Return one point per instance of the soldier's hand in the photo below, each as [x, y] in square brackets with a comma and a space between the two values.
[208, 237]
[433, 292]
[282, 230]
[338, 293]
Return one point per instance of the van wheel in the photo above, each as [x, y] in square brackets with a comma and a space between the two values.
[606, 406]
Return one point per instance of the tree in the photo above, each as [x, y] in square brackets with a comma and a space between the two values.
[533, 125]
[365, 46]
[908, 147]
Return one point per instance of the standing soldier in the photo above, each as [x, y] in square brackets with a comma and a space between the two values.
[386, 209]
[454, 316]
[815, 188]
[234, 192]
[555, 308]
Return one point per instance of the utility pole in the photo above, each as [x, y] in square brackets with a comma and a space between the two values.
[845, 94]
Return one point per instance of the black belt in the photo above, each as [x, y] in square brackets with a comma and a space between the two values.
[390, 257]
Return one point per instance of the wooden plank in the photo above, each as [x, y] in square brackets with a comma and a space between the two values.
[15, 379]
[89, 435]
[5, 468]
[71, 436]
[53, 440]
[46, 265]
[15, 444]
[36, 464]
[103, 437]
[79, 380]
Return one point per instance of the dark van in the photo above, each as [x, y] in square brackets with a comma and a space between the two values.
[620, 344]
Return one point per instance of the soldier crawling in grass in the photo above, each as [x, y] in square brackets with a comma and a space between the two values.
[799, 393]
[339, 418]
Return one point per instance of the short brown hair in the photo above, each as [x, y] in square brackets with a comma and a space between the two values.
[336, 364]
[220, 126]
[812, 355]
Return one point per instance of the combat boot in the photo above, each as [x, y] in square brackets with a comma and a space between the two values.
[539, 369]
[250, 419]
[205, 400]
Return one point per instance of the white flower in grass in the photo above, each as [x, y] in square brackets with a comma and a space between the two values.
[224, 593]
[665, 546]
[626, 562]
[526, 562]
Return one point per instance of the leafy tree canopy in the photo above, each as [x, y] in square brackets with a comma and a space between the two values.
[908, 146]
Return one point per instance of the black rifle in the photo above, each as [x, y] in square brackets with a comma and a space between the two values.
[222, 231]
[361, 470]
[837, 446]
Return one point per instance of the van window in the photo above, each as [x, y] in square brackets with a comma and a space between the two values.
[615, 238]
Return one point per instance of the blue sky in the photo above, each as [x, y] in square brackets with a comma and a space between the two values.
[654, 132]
================
WHAT YOU HAVE TO DO: Please copy every entry above line for line, without changing anything.

ANSWER BELOW:
Return one point per instance of the soldier's hand in the photo below, each as [x, y] in square brackets with a comma and a space between the two values.
[208, 237]
[433, 292]
[282, 230]
[338, 293]
Return one point per instance of the van wheel in the photo above, each as [x, y] in square brackets with a comma and a space between the two values.
[606, 406]
Return one point per instance of the tree in the photo above, each as [x, y] in square brackets with a comma and a space between the two values.
[533, 125]
[365, 46]
[908, 147]
Return one point per instance of the standing soldier in the photo above, each as [x, y] in square brackets with a comma and a space between the two values.
[386, 209]
[454, 316]
[815, 188]
[234, 192]
[555, 308]
Return one point per instance of the utility pole in the photo above, each as [x, y] in square brackets with a comma and a space between the two values.
[845, 94]
Return one point per instance of the black belt in the photo above, each as [x, y] in square brackets with a comma and a space between the two values.
[390, 257]
Return one point per instance of the wooden plank in the photo above, each as [x, y] in square brackets with a comma and a space between the two values.
[15, 379]
[89, 435]
[5, 468]
[71, 436]
[53, 440]
[46, 265]
[15, 444]
[36, 464]
[103, 437]
[79, 380]
Return one point per instance of the dark van in the photo above, each as [x, y] in square brackets with a comma and a space between the two values.
[620, 344]
Return one point per instance of the soldier crawling in grass in the photo above, each as [x, y] in square brackets with a comma and a space between the two values.
[799, 393]
[339, 418]
Return one point per instance of the short brown hair in the photo above, each as [x, y] in square brackets with a comma and a space between the two values.
[336, 364]
[220, 126]
[812, 355]
Return one point per instance of the combat boot in the photo above, each as [x, y] in square brackets with a comma and a space between the two values.
[539, 369]
[250, 419]
[205, 400]
Return one point per instance of the white flower in grass in the photo above, each as [x, y] in square brackets with a comma and a space between the two values.
[224, 593]
[665, 546]
[626, 562]
[526, 562]
Return one point per instance of the leafy tree canopy in the photo above, each as [x, y] in square brackets with a comma and a space between the two values.
[908, 146]
Return one point per instance of the black rifle in the photo above, each as [x, y] in square brackets with a comma and a space between the two values.
[222, 231]
[361, 470]
[837, 446]
Return one point per instance of the van window in the photo above, each as [x, y] in square brackets with a comma and a space between the two values.
[615, 238]
Return one point per instance of the blue sky in the photo above, each as [x, y] in square brackets with a comma and a space between the two values.
[654, 132]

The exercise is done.